Reproduce the entries below in full, word for word.

(Excerpt from a dataset)

..........

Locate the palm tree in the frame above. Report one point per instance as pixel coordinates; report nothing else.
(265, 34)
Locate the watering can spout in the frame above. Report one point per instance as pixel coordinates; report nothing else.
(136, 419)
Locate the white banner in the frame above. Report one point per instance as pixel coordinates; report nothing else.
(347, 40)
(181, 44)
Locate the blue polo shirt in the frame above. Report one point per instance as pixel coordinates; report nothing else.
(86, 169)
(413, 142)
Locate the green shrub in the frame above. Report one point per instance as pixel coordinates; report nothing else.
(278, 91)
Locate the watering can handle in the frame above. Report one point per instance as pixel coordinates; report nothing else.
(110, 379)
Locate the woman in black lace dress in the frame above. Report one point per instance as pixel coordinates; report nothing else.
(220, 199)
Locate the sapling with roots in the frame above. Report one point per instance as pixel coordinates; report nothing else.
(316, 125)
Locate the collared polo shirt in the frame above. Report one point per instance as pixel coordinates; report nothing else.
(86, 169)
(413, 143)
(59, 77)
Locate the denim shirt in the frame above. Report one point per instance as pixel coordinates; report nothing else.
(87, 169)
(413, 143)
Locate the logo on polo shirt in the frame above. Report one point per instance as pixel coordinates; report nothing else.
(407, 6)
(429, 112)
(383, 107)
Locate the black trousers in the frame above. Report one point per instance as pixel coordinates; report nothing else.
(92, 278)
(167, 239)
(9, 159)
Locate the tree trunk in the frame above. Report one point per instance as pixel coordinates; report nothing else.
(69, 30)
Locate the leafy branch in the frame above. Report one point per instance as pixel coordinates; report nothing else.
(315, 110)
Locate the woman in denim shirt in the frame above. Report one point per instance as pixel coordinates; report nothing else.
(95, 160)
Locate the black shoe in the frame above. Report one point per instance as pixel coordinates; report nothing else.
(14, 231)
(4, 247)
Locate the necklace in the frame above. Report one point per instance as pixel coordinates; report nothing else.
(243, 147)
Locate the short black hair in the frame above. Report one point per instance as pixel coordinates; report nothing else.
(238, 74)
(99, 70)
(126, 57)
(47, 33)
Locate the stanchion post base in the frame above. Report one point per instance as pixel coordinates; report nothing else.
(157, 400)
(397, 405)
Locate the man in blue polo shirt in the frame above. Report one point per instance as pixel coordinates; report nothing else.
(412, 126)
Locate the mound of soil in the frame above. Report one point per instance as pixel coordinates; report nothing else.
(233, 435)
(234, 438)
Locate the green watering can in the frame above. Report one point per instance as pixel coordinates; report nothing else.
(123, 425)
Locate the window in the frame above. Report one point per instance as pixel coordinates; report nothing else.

..........

* _RESULT OF THE EXERCISE_
Locate the palm tree in the frame above. Report one point per instance as pixel coordinates; report nothing else.
(265, 34)
Locate the watering can spout in the frame above. Report one point per instance as pixel coordinates; report nothing else.
(136, 419)
Locate the white banner in the frame above. Report one point per instance as pixel coordinates; report nothing else.
(347, 40)
(181, 44)
Locate the blue polo shirt in the frame above. Report one point per instance as pixel coordinates; report nothing else.
(86, 169)
(413, 142)
Locate the green shrub in the frame above. Report one point per instance as pixel coordinates; report nothing else.
(278, 91)
Locate the watering can handle in the frame above. Report one point per instance as pixel coordinates; report nothing else.
(110, 379)
Locate the woman in black lace dress in the frame above. Report one point per instance as pixel coordinates; report nothing else.
(220, 199)
Locate the sapling with roots in the frame above. Report one point per instance as pixel coordinates; report nothing else.
(316, 125)
Locate the collared polo shirt in the frame above. Report one point per instance as pixel coordinates; report nothing else.
(86, 169)
(413, 143)
(59, 77)
Locate the denim shirt in the frame above. Report one point per instance as pixel coordinates; report nothing else.
(87, 169)
(413, 143)
Locate the logo on polo shirt in the frame above. Report one point per instance as pixel coordinates; report nothing else.
(407, 6)
(429, 112)
(383, 107)
Locate the black trousers in the frame above. Report one point per instance as pixel coordinates; report nothing else.
(92, 278)
(167, 239)
(9, 159)
Locate the tree trunk in the frame above. Report one point per instance as pixel coordinates; report nothing else.
(69, 30)
Locate the leafy branch in the frame above. Report one point per instance as pixel coordinates; report nothing else.
(315, 110)
Locate the woman in denim shirt in the frame above. Report one point per instance as pixel coordinates; report nothing else.
(95, 160)
Locate the black shoe in the frame above. Report one point per instance as pixel coordinates; report nothing else.
(14, 231)
(4, 247)
Locate the necklace in the frame above. Report one point per instance as pixel coordinates; report nothing else.
(243, 147)
Locate the short black hair in the frame above. Report one point per instance as pixel coordinates; report nothing else.
(238, 74)
(99, 70)
(126, 57)
(47, 33)
Locate the stanchion post base in the frame above. Report one point per instance as pixel coordinates; report nothing else.
(157, 400)
(397, 405)
Locate the man in blue polo shirt in the frame above. Report one point per instance as pixel coordinates; report nothing else.
(412, 126)
Locate the mound of soil in the frame above. Report one point per instance as pixel coordinates; report nothing else.
(233, 435)
(234, 438)
Locate the green watering can in the frame above. Report one point per instance as pixel coordinates; report nothing else.
(123, 425)
Locate the window in the frame above. Report one point per instance as pixel coordinates; report nothing else.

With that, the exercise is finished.